Written problem 1: Arrange the bounding-box rows below as a numbered list, leaving out blank lines and the pictures.

# How much space do they need?



## B-mantis999 (Jun 18, 2008)

I have four mantids in a 10 gal. tank and I plan on seperating them once they get a little bigger. What would you suggest for one or two mantids to co-exsist together? What would be to big what would be to small? Should I house them individually or is a pair of male/ female OK?


----------



## Rick (Jun 18, 2008)

Do not house mantids together or you will end up with one eventually. Smaller is better as long as the mantis has room. They need at LEAST double their length vertically and need enough horizontal room to comfortably turn around.


----------



## matt020593 (Jun 18, 2008)

It does depend on the species as to whether they can be kept together.


----------



## Rick (Jun 18, 2008)

Matthew Whittle said:


> It does depend on the species as to whether they can be kept together.


Yes and no. While some can be kept together ok they all will eat each other. It is best not to house any together. I keep newborn nymphs together for awhile but that is it.


----------



## pedro92 (Jun 18, 2008)

Rick said:


> Yes and no. While some can be kept together ok they all will eat each other. It is best not to house any together. I keep newborn nymphs together for awhile but that is it.


Well yes and no to your reply also it all depends on if you feed them well or leave them hungry. I have had 4 ghost mantids from L1 all the way to sub adult and they are still all alive and well. But then again chinese mantids will devour each other because there is no way to keep all of them alive in one container i think.


----------



## hibiscusmile (Jun 18, 2008)

The general rule for housing is 3 x the height of the mantis and 2 x it's height for the width!


----------



## macro junkie (Jun 19, 2008)

hibiscusmile said:


> 2 x it's height for the width!


 :lol:


----------



## The_Asa (Jun 23, 2008)

Rows:
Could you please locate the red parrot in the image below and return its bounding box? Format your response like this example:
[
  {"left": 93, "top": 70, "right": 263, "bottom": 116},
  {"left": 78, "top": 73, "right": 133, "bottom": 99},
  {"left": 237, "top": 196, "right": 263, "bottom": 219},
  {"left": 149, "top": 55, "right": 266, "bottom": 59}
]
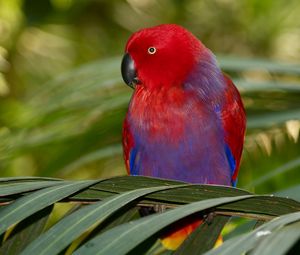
[{"left": 121, "top": 24, "right": 246, "bottom": 249}]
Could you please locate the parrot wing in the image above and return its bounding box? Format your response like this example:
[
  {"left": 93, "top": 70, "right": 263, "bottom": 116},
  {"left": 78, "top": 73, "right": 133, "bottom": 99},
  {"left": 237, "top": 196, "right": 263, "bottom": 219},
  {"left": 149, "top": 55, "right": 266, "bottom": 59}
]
[{"left": 221, "top": 74, "right": 246, "bottom": 186}]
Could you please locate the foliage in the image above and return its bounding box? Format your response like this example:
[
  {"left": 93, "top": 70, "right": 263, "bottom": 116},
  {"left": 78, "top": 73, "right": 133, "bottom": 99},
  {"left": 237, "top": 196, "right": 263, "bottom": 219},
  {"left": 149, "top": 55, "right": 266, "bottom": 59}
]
[{"left": 0, "top": 177, "right": 300, "bottom": 255}]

Written problem 2: Pick up the forum thread on housing mantids above where it stops, and continue it.

Task output 1:
1. Could you please locate the red parrot in the image below and return its bounding box? Format your response like this example:
2. [
3.   {"left": 93, "top": 70, "right": 263, "bottom": 116},
4.   {"left": 78, "top": 73, "right": 133, "bottom": 99},
5.   {"left": 237, "top": 196, "right": 263, "bottom": 219},
6.   {"left": 149, "top": 55, "right": 266, "bottom": 59}
7. ]
8. [{"left": 121, "top": 24, "right": 246, "bottom": 249}]
9. Could you please locate the parrot wing in the image above and return its bounding box? Format your response like this example:
10. [
11.   {"left": 93, "top": 70, "right": 263, "bottom": 116},
12.   {"left": 78, "top": 73, "right": 133, "bottom": 99},
13.   {"left": 237, "top": 196, "right": 263, "bottom": 219},
14.   {"left": 149, "top": 55, "right": 266, "bottom": 59}
15. ]
16. [{"left": 221, "top": 74, "right": 246, "bottom": 186}]
17. Could you please locate the foliage in the image above and return its bounding box? Format your response like this example:
18. [
19.   {"left": 93, "top": 70, "right": 263, "bottom": 116},
20.   {"left": 78, "top": 73, "right": 133, "bottom": 99},
21.   {"left": 237, "top": 196, "right": 263, "bottom": 219},
22.   {"left": 149, "top": 55, "right": 266, "bottom": 59}
23. ]
24. [{"left": 0, "top": 177, "right": 300, "bottom": 255}]

Task output 2:
With a ten gallon tank, it's more of a question of how much space do they want. Depending on the size of these guys, you'll want to split them up pretty soon. I'm not saying you have to have the bare mininum for a cage, but make sure they can catch their food, and make sure the cage can mantain humidity.


----------



## Joe Caruso (Jun 29, 2008)

Is it possible to give a mantid TOO big an enclosure? Do they get stressed out with too much room?


----------



## idolomantis (Jun 29, 2008)

Joe Caruso said:


> Is it possible to give a mantid TOO big an enclosure? Do they get stressed out with too much room?


uhm no.


----------



## OGIGA (Jun 29, 2008)

I notice that adult males and wild mantises (from outside) like more room or else they'll look like they're always trying to escape.


----------



## idolomantis (Jul 2, 2008)

OGIGA said:


> I notice that adult males and wild mantises (from outside) like more room or else they'll look like they're always trying to escape.


never noticed :huh: 

(3000th post in this forum!)


----------



## macro junkie (Jul 2, 2008)

=

i noticed chinese mantids can never have enough room/but orchids or ghost dont need alot of room..its pointless..there never move!!!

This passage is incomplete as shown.